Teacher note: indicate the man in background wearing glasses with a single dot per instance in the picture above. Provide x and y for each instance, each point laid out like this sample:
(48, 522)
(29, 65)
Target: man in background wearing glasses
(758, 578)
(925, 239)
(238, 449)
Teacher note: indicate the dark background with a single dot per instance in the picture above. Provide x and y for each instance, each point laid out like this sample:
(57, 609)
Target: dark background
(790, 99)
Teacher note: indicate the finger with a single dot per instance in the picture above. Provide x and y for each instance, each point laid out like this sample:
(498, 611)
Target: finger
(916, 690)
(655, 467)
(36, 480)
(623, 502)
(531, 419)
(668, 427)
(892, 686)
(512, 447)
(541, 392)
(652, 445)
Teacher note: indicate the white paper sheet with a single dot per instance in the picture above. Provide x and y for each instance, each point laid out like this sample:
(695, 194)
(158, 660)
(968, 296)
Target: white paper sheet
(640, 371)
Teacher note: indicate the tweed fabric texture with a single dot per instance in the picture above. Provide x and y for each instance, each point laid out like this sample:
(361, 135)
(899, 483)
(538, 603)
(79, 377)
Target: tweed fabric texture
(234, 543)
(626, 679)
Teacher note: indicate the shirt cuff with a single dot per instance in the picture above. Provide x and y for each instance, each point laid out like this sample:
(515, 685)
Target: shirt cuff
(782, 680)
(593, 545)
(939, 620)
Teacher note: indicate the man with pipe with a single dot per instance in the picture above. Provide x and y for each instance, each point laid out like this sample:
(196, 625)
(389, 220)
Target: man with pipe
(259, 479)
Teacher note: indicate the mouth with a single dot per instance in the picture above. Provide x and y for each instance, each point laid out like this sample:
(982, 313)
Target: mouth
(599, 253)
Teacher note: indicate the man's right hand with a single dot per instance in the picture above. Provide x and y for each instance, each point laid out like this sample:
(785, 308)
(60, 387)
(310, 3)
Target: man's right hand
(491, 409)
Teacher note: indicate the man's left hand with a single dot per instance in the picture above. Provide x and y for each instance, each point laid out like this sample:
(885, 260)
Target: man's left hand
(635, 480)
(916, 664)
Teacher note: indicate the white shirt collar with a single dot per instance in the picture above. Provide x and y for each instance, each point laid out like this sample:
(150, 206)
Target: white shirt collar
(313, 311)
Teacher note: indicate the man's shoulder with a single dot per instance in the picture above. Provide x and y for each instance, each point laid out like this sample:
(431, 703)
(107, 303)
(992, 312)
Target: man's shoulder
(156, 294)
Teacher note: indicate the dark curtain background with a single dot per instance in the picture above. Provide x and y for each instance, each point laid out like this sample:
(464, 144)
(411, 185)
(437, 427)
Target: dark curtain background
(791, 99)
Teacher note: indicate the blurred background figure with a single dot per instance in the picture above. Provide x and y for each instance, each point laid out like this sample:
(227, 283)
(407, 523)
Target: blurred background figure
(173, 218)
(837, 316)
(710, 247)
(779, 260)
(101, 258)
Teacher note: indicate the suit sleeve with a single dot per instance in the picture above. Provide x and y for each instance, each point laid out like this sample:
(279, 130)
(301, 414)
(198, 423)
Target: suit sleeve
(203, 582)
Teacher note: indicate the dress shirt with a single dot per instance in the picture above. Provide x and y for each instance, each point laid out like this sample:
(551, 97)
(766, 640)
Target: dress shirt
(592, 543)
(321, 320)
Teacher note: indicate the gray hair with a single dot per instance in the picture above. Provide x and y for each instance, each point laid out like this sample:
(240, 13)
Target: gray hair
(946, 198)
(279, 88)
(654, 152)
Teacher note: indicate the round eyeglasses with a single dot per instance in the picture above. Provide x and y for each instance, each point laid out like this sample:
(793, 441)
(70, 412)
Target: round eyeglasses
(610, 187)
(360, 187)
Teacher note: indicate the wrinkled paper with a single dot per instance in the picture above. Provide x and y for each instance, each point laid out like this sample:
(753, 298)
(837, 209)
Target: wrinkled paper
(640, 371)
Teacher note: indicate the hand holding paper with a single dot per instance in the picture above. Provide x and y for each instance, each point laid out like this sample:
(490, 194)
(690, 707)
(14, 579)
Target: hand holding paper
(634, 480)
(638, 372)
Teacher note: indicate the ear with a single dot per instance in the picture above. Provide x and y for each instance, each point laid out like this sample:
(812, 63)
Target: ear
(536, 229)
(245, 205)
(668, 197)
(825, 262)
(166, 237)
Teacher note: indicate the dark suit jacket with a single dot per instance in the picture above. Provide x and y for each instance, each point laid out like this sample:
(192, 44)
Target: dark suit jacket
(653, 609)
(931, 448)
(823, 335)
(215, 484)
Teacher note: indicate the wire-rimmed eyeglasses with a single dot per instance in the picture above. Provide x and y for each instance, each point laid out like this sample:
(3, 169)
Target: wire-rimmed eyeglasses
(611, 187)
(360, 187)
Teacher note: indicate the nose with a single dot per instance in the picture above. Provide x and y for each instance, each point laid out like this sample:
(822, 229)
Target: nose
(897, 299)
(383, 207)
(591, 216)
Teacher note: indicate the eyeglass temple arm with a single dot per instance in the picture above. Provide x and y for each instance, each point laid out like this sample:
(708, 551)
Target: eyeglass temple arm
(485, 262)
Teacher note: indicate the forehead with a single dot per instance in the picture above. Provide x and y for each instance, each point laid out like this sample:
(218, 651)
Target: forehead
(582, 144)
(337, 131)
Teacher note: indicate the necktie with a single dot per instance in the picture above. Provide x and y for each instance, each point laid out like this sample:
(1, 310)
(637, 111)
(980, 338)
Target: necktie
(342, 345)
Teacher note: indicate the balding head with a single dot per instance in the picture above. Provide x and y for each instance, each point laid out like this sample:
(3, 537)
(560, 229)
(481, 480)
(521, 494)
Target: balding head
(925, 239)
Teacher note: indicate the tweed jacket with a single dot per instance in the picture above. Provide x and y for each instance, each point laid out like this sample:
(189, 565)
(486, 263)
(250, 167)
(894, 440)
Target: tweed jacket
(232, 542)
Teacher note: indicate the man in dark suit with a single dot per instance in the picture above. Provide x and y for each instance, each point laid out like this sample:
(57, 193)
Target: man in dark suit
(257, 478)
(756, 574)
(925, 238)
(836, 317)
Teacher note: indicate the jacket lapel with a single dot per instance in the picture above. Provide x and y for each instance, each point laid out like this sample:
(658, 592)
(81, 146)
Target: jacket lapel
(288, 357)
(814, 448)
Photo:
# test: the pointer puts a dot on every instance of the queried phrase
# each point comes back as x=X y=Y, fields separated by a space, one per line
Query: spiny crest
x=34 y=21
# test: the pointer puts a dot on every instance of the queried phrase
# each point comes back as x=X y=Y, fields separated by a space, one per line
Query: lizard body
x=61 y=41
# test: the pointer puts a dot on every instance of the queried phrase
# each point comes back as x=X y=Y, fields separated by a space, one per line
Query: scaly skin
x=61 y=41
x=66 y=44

--*--

**GOAL OF THE EXERCISE:**
Output every record in full, exactly as it was given.

**COMPLETED EXERCISE:**
Teacher note: indicate the man in background wearing glasses with a single dot per instance in the picture above. Provide x and y for each instance, each point laid out like this sample:
(48, 522)
(29, 65)
Target: man in background wearing glasses
(758, 578)
(925, 239)
(238, 449)
Teacher note: indicate the dark background with a single dot per instance in the picture above. Provide x and y for each instance, each point laid out like this sample:
(57, 609)
Target: dark background
(790, 99)
Teacher note: indicate the finger with a single dot per instance in the picture above. Provide x and y for each instance, each point laid out like this sample:
(498, 611)
Target: finger
(916, 690)
(655, 467)
(36, 480)
(623, 502)
(531, 419)
(668, 427)
(892, 686)
(512, 447)
(541, 392)
(652, 445)
Teacher note: indicate the white paper sheet with a single dot per instance in the picture above. Provide x and y for each instance, each point laid out like this sample:
(695, 194)
(158, 660)
(968, 296)
Target: white paper sheet
(640, 371)
Teacher note: indicate the tweed fabric texture with a single dot per instance in the picture above. Provide x and y for each instance, each point laid out like this sample:
(361, 135)
(899, 483)
(538, 603)
(79, 377)
Target: tweed fabric texture
(234, 543)
(626, 679)
Teacher note: indicate the shirt cuff with a single dot per instance in the picture above. Provide x and y for each instance, each point laid out like this sample:
(515, 685)
Target: shirt cuff
(782, 680)
(593, 545)
(939, 620)
Teacher note: indicate the man with pipe with a single dot per instance in the picture above. Provide x and y for each instance, each point laid out like this sample:
(196, 625)
(389, 220)
Target: man with pipe
(259, 479)
Teacher note: indicate the mouth with a single dot per instance in the picture above. Provide x and y for each instance, each point laid out like this sample:
(982, 313)
Target: mouth
(599, 253)
Teacher note: indicate the man's right hand with a single dot per instance in the picture above. Provide x and y for each instance, each point laid out like this sample:
(785, 308)
(60, 387)
(310, 3)
Target: man's right hand
(491, 409)
Teacher note: indicate the man's left hand with a single dot per instance in the picture above. Provide x and y for each instance, each point laid out like this sample:
(885, 260)
Target: man's left hand
(635, 480)
(916, 664)
Teacher note: indicate the white shirt collar with a single dot per instance in the picture above. Provide x and y for each instance, each point laid out like this sample:
(150, 206)
Target: white shirt collar
(313, 311)
Teacher note: indicate the man's shoulder with a single dot per instance in the picture above. Provide x and y for each instance, each point laid out like this sample:
(431, 703)
(107, 303)
(992, 312)
Target: man's shoulder
(156, 294)
Teacher note: indicate the dark curtain background with a single dot per instance in the picture above. Provide x and y for each instance, each point laid out like this sample:
(464, 144)
(411, 185)
(437, 427)
Target: dark curtain background
(791, 99)
Teacher note: indicate the blurred background figure with a single dot per instance in the picture above. Provide x and y for each instance, each point laid out like this sample:
(227, 283)
(407, 523)
Target: blurred background figure
(173, 218)
(837, 316)
(710, 247)
(779, 260)
(101, 258)
Teacher note: indicate the suit sleeve with a single dot per instance in the picture above. Provide x and y for each instance, each point laid out like this sample:
(279, 130)
(301, 414)
(198, 423)
Target: suit sleeve
(203, 582)
Teacher note: indicate the dress shirt with a single dot per instance in the picture above. Provide x and y for each instance, each point laid out like this sample:
(551, 97)
(766, 640)
Target: dress shirt
(592, 543)
(321, 320)
Teacher note: indicate the gray hair with a single dot per instance in the picture above. Provide x and y for each instance, each point laid out like this sample:
(240, 13)
Target: gray hair
(946, 198)
(279, 88)
(654, 152)
Teacher note: indicate the round eyeglasses with a single dot per instance in the picture above. Provide x and y for each instance, each point laid out like this sample:
(793, 441)
(70, 412)
Target: round eyeglasses
(610, 187)
(360, 187)
Teacher note: indicate the wrinkled paper with a single dot per instance in the picture above. Provide x and y for each instance, each point laid out like this sample:
(753, 298)
(837, 209)
Target: wrinkled paper
(640, 371)
Teacher note: indicate the hand holding paper with a single dot per instance in the picture above. Provide x and y for each instance, each point laid out like this sample:
(490, 194)
(690, 707)
(14, 579)
Target: hand holding paper
(634, 480)
(638, 372)
Teacher note: indicate the ear with a single dot per instance in the picture above. Provide x and y for each instance, each point laid out like this sample:
(812, 63)
Target: ear
(536, 229)
(245, 205)
(668, 197)
(825, 262)
(166, 237)
Teacher note: indicate the dark suit jacket with a single dot per instance in the picture above. Provide x and y for each instance, each point laid out like this sample:
(192, 44)
Target: dark suit jacket
(653, 609)
(931, 448)
(823, 335)
(215, 484)
Teacher note: indicate the wire-rimmed eyeglasses with a single dot per instance in the picture above. Provide x and y for each instance, each point laid out like this sample:
(3, 169)
Target: wire-rimmed eyeglasses
(611, 187)
(360, 187)
Teacher note: indicate the nose with a single dot per instance in the picture above. Provide x and y for each instance, each point laid out like this sample:
(822, 229)
Target: nose
(897, 299)
(383, 207)
(591, 216)
Teacher note: indicate the eyeglass temple arm with a single dot per instance in the picture above. Provide x and y for each instance, each point laid out like this sample:
(708, 551)
Target: eyeglass temple arm
(485, 262)
Teacher note: indicate the forehead with a single dot per instance in the picture above. Provide x and y for each instance, each point laid out like this sample:
(218, 651)
Target: forehead
(582, 144)
(337, 131)
Teacher note: indicate the necktie with a single dot per instance in the picture above. Provide x and y for each instance, each point laid out like this sample:
(1, 310)
(637, 111)
(980, 338)
Target: necktie
(342, 345)
Teacher note: indicate the balding head with a single dot per instance in the picture above. Provide x and y for each instance, each point laid out like this sample:
(3, 537)
(560, 229)
(481, 480)
(521, 494)
Target: balding head
(925, 239)
Teacher note: indicate the tweed jacket with a single dot per instance in the picture above. Provide x and y for each instance, each point laid out like this sample:
(189, 565)
(486, 263)
(250, 167)
(894, 440)
Target: tweed jacket
(232, 542)
Teacher note: indicate the man in dark suit with a single dot per instance in the picture above. Provide x and y for each instance, each point laid out like this sample:
(57, 193)
Target: man in dark suit
(257, 478)
(756, 574)
(925, 238)
(836, 317)
Teacher note: indicate the jacket lapel with a single dot per instance in the picture above. Provide x and y for each instance, each point laid out like this sample:
(658, 592)
(81, 146)
Target: jacket lapel
(288, 357)
(814, 448)
Photo:
# test: the pointer puts a dot on every instance of the queried phrase
# each point comes back as x=X y=Y, fields separated by a space, one per line
Query: spiny crest
x=34 y=21
# test: the pointer puts a dot on every instance of the queried phrase
# each point comes back as x=X y=Y, fields separated by a space, one per line
Query: lizard body
x=61 y=41
# test: the pointer puts a dot on every instance of the queried phrase
# each point comes back as x=X y=Y, fields separated by a space, one per line
Query: scaly skin
x=61 y=41
x=66 y=44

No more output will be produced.